# MATERIAL FOR THE TASK

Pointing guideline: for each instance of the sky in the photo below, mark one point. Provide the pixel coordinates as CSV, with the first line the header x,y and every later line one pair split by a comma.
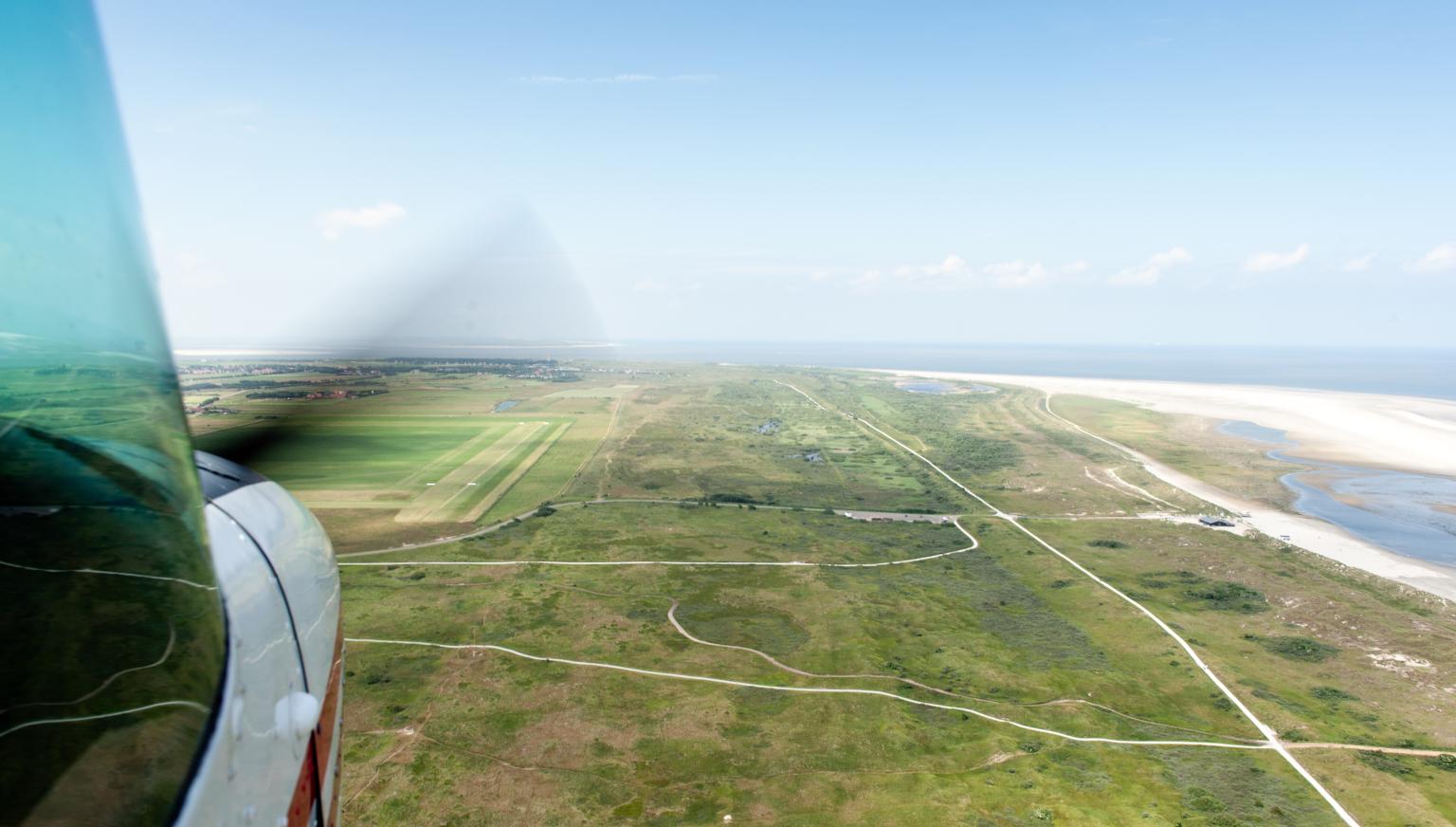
x,y
1232,175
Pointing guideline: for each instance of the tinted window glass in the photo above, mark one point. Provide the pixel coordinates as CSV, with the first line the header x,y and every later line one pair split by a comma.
x,y
114,638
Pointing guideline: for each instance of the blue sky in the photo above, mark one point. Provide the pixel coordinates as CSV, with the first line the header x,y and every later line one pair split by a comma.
x,y
1091,174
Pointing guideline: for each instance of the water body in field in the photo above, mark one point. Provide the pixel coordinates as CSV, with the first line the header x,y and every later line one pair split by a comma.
x,y
1407,513
926,388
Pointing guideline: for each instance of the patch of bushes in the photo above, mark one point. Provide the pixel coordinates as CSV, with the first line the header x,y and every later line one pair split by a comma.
x,y
1296,647
1331,693
1443,762
1229,597
1387,763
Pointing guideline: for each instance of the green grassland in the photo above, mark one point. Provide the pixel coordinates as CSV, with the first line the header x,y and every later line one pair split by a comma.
x,y
1002,445
1346,688
727,465
1192,445
730,432
429,457
508,740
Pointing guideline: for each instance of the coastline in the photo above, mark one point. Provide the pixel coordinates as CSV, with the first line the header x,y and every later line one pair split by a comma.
x,y
1412,434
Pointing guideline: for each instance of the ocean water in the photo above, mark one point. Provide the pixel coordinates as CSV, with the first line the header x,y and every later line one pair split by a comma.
x,y
1393,510
1406,372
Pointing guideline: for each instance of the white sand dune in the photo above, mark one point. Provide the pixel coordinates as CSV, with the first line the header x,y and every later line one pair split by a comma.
x,y
1401,432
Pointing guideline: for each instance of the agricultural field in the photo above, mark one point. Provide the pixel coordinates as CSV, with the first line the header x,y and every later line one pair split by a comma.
x,y
423,456
679,620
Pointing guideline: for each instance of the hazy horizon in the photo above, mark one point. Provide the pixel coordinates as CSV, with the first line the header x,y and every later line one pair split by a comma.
x,y
1244,175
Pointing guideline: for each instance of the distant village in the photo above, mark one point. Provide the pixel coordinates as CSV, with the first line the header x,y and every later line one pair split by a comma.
x,y
266,380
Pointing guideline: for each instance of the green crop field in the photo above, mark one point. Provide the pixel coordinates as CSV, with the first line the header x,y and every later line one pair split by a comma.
x,y
571,648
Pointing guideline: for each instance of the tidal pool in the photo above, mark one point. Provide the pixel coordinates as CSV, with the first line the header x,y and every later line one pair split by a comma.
x,y
1407,513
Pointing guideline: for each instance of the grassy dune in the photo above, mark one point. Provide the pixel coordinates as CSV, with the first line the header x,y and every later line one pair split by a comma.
x,y
470,736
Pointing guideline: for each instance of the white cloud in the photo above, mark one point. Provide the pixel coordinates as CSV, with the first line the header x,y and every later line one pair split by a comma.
x,y
337,222
1010,274
1270,261
1152,269
865,283
951,266
1442,258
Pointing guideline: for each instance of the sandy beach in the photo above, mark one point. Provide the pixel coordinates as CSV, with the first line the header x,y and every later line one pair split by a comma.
x,y
1399,432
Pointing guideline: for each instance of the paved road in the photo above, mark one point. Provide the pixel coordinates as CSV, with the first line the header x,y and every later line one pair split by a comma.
x,y
1265,728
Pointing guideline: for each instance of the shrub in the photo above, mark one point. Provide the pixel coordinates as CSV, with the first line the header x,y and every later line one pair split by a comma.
x,y
1229,597
1331,693
1298,648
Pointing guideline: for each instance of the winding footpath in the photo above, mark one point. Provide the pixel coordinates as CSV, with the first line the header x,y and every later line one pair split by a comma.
x,y
812,690
1271,739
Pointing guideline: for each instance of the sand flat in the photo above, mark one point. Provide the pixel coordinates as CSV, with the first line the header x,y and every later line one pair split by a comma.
x,y
1401,432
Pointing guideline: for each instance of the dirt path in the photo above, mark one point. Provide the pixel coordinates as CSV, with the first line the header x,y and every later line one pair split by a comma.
x,y
812,690
1271,739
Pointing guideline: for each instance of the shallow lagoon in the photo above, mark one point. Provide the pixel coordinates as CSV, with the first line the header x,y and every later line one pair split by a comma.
x,y
1407,513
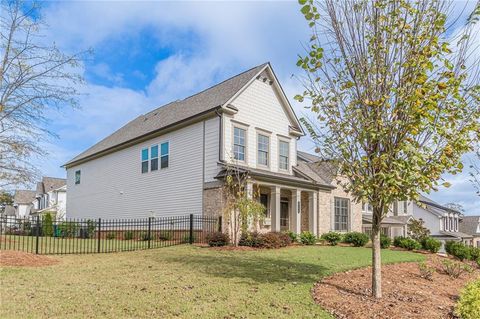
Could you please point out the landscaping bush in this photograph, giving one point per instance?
(407, 243)
(293, 236)
(111, 235)
(165, 235)
(307, 238)
(333, 238)
(385, 241)
(128, 235)
(426, 271)
(217, 239)
(356, 239)
(431, 244)
(458, 250)
(455, 269)
(468, 306)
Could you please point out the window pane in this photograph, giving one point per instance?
(164, 149)
(154, 151)
(145, 167)
(164, 161)
(145, 154)
(154, 164)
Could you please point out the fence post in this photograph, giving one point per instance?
(99, 234)
(149, 230)
(38, 234)
(191, 229)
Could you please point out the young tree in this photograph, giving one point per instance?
(393, 102)
(35, 77)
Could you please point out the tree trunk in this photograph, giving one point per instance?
(376, 263)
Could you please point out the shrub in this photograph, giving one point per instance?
(385, 241)
(426, 271)
(431, 244)
(468, 306)
(458, 250)
(293, 236)
(356, 239)
(111, 235)
(407, 243)
(217, 239)
(455, 269)
(128, 235)
(165, 235)
(333, 238)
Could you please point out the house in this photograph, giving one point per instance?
(23, 202)
(173, 160)
(51, 196)
(471, 225)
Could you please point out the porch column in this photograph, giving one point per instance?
(296, 211)
(275, 208)
(312, 211)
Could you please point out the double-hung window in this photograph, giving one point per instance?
(283, 150)
(164, 154)
(145, 160)
(263, 148)
(154, 158)
(239, 144)
(341, 214)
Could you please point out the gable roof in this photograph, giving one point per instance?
(470, 225)
(173, 113)
(24, 196)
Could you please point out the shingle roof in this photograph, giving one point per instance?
(173, 112)
(470, 225)
(24, 196)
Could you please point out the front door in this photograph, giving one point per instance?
(284, 215)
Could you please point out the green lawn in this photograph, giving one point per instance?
(180, 282)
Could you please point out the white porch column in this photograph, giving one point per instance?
(296, 211)
(275, 208)
(312, 211)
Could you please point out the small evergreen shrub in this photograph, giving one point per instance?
(217, 239)
(111, 235)
(385, 242)
(128, 235)
(333, 238)
(468, 306)
(431, 244)
(356, 239)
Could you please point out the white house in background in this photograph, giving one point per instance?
(23, 203)
(172, 160)
(51, 196)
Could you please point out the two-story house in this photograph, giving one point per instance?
(172, 161)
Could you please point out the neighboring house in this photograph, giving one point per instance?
(51, 196)
(23, 202)
(172, 161)
(471, 225)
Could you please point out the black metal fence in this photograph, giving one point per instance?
(44, 235)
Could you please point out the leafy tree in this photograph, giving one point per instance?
(392, 99)
(35, 77)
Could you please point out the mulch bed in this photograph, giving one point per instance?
(19, 258)
(405, 293)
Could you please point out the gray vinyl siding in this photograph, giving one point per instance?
(113, 186)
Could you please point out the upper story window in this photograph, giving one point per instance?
(164, 154)
(77, 177)
(283, 151)
(239, 144)
(145, 160)
(263, 149)
(341, 214)
(154, 158)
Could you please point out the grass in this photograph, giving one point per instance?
(181, 282)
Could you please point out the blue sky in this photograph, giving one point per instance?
(149, 53)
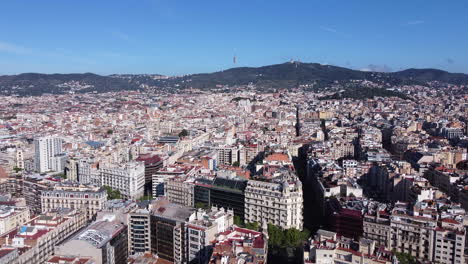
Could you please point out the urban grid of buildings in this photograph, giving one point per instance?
(202, 177)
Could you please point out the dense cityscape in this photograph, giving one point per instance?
(234, 177)
(234, 132)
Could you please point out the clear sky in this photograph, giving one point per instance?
(177, 37)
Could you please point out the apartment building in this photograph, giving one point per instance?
(104, 240)
(202, 230)
(413, 235)
(327, 248)
(449, 242)
(279, 201)
(87, 197)
(12, 217)
(36, 239)
(139, 232)
(376, 226)
(45, 148)
(162, 176)
(33, 185)
(168, 230)
(180, 191)
(240, 245)
(129, 179)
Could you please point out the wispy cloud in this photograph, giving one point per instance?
(334, 31)
(120, 35)
(13, 48)
(415, 22)
(329, 29)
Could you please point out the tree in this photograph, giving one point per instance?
(146, 198)
(253, 226)
(275, 235)
(111, 193)
(238, 221)
(183, 133)
(405, 258)
(200, 205)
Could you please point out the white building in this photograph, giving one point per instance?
(128, 179)
(45, 148)
(279, 202)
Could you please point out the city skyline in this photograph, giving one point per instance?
(174, 38)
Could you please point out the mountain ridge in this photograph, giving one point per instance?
(284, 75)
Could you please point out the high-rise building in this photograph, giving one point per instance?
(202, 231)
(139, 232)
(279, 202)
(45, 148)
(228, 194)
(128, 179)
(168, 230)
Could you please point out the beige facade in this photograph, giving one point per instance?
(279, 203)
(89, 198)
(38, 237)
(11, 217)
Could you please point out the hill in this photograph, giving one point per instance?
(288, 75)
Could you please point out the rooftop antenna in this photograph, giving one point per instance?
(234, 60)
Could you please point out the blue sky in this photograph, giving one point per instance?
(177, 37)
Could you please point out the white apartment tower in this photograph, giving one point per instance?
(45, 148)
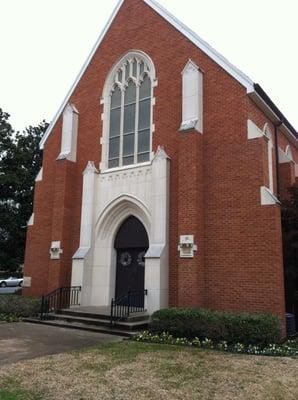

# DIRECTIONS FOR THIS TASK
With the pictures omitted, copy exactly the lines from the line that contains "Could you please point out the beige" through the end of the material.

# OUTPUT FOR THIS EXERCISE
Could you please point out the beige facade in this photograph, giving one point per instance?
(279, 203)
(89, 198)
(38, 237)
(11, 217)
Could you please point out the hill in this photograph, giving one point per instance?
(288, 75)
Could you please point out the rooftop antenna in this photograph, giving one point per instance?
(234, 60)
Could you please point out the blue sky in this photograph, giving one point per instance?
(177, 37)
Could you please point out the white apartment tower in this photograph, giving one point per instance?
(45, 148)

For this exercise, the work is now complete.